### Material provided

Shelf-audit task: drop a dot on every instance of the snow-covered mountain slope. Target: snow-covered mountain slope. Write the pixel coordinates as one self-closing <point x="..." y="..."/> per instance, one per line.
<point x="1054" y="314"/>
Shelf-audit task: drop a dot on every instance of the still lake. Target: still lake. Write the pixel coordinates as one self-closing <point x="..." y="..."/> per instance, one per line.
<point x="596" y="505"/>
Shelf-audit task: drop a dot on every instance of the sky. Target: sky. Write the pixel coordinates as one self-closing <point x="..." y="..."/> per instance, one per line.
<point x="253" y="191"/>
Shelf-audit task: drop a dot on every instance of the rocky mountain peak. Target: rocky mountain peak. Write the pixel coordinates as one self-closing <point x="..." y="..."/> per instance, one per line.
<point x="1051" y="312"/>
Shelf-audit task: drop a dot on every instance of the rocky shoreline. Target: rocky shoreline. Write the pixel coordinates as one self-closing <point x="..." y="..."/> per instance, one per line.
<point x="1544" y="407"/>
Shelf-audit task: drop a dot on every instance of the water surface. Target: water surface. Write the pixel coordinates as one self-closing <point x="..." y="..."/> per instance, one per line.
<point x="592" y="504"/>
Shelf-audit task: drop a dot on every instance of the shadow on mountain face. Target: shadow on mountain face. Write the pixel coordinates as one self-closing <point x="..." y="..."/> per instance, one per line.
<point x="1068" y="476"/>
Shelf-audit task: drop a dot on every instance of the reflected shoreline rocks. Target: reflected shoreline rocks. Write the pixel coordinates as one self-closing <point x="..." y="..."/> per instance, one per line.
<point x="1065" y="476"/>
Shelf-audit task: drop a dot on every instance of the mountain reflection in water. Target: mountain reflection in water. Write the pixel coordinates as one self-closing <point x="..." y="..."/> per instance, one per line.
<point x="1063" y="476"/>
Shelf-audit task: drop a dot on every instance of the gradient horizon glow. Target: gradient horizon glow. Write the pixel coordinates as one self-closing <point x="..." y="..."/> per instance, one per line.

######

> _Task prompt_: Return the full material exactly.

> _Solved exercise_:
Shelf-audit task: drop a dot on every instance of the snow-covered mountain slope. Target: snow-covered mountain slope. Write the pixel coordinates as one self-closing <point x="..." y="..."/> per instance, one per line.
<point x="1054" y="314"/>
Shelf-audit task: drop a dot on every instance of the still lake. Target: still lake. Write the pixel coordinates as one self-closing <point x="..." y="..."/> per instance, one per line.
<point x="596" y="505"/>
Shelf-audit task: drop a dot on every instance of the sky. Target: sky. Write the pixel coordinates as one self-closing <point x="..." y="..."/> per instance, one per line.
<point x="253" y="191"/>
Shelf-audit task: drop a dot on every instance of the rocky mountain peak. Target: rocky mountain peak. Write the pixel coordinates as one self-closing <point x="..." y="..."/> per instance, one per line.
<point x="1051" y="312"/>
Shelf-audit task: drop a dot on every instance of the rocky shoreline. Target: rocky shoreline. Write the pixel coordinates as one self-closing <point x="..." y="..."/> per instance, one per line.
<point x="1544" y="407"/>
Shelf-audit task: drop a dot on every instance of the water surface. Target: water surface. Write the pixel coordinates as one self-closing <point x="..." y="..."/> per instance, one per line.
<point x="592" y="504"/>
Shelf-audit task: drop a dot on every instance of the shadow on mountain face. Target: shadow on mountain face. Write the pixel coordinates as one self-closing <point x="..." y="..."/> per instance, one per line.
<point x="1068" y="476"/>
Shelf-audit task: drop a dot on every instance of the reflected shoreline rocks. Target: reflected shoreline rocks. Write the pixel coordinates as one self-closing <point x="..." y="..."/> per instance, one per line.
<point x="1065" y="476"/>
Shelf-audit task: drop a dot on every instance of the mountain reflection in water. Target: mountain reflection in water. Write the pixel coordinates as one self-closing <point x="..." y="..."/> per instance, one per line.
<point x="1063" y="476"/>
Shelf-audit task: drop a dot on every instance of the gradient horizon glow. Target: gradient horizon glow. Write the pixel coordinates as one self-closing <point x="..." y="..."/> per instance, one per line.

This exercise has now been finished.